Look through the entries below for the line that contains "Q: report a point for each instance of the shag", then set down that line and each one after it exactly, through the last.
________________________
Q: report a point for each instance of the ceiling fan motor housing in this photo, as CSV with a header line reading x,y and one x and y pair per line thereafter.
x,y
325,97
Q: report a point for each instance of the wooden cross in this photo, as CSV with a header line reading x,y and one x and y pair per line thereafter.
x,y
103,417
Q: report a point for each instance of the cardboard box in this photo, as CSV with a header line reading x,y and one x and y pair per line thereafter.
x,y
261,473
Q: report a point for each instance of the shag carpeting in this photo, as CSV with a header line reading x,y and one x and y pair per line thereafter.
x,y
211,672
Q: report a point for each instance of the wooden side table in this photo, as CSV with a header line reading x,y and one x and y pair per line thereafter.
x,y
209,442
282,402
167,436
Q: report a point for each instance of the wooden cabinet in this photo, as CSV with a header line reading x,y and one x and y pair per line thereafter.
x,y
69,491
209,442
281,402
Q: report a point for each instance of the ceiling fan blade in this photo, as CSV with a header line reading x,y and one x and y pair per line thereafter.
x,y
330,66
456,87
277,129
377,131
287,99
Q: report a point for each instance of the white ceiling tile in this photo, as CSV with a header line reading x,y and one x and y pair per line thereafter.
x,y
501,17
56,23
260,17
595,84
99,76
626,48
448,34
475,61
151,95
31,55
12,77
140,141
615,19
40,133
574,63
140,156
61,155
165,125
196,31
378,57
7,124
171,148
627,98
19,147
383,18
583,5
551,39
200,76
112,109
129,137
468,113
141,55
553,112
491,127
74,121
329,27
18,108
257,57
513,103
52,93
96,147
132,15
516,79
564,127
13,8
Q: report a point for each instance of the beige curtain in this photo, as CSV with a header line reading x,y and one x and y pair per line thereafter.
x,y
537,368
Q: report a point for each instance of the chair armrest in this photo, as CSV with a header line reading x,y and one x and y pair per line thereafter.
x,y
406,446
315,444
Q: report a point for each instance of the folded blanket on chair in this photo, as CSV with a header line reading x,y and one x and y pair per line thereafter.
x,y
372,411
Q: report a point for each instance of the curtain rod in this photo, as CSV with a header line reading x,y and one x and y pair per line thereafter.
________________________
* _Solution below_:
Q: report a point for each instance of the shag carpeting in this photo, as CSV with a header line reading x,y and one x and y pair per line thereafter.
x,y
211,672
Q: report a point for each instance of the wooden side table in this photo, as CSV with a header line reading x,y and one x and y pair per line thereafter.
x,y
209,442
282,402
167,436
Q: report a point for each instance of the wooden cabinet in this photo, as CSV with a header line reading x,y and one x and y pair per line thereafter.
x,y
69,491
209,442
281,402
Q: report a point for each instance of the ceiling fan blade in this photo, as CSV with a header line reading x,y and one x and y pair per line thereafter.
x,y
330,66
456,87
277,129
377,131
287,99
Q: report a point for each instance of the white ceiling tile in this photo, as CSV with a header line reading x,y and one x and y pair per line thereafter.
x,y
501,17
56,23
260,17
595,84
99,76
626,48
448,34
475,61
151,95
31,55
12,77
140,141
615,19
40,133
574,63
140,156
61,155
165,125
196,31
378,57
7,124
171,148
627,98
19,147
383,18
583,5
551,39
200,76
112,109
129,137
468,113
141,55
553,112
491,127
74,121
329,27
18,108
257,57
513,103
52,93
96,147
132,15
516,79
564,127
13,8
Q: report a point for each instance of the beige curtain in this photo, as CSV with a header line reading x,y and one x and y pair per line thereafter.
x,y
537,368
Q: report a point for each instance of the chair armrest in this photo, as CSV with a header line reading x,y and one x and y pair per line thereafter.
x,y
406,446
315,444
Q: report a point for each instance of the folded blanket on chair in this photo, as CSV with a header line reading x,y and one x and y pair per line thereafter.
x,y
372,411
Q: report a point for each instance of the curtain rod in this photo, as CSV with a header line reading x,y and one x and y pair per line thereafter.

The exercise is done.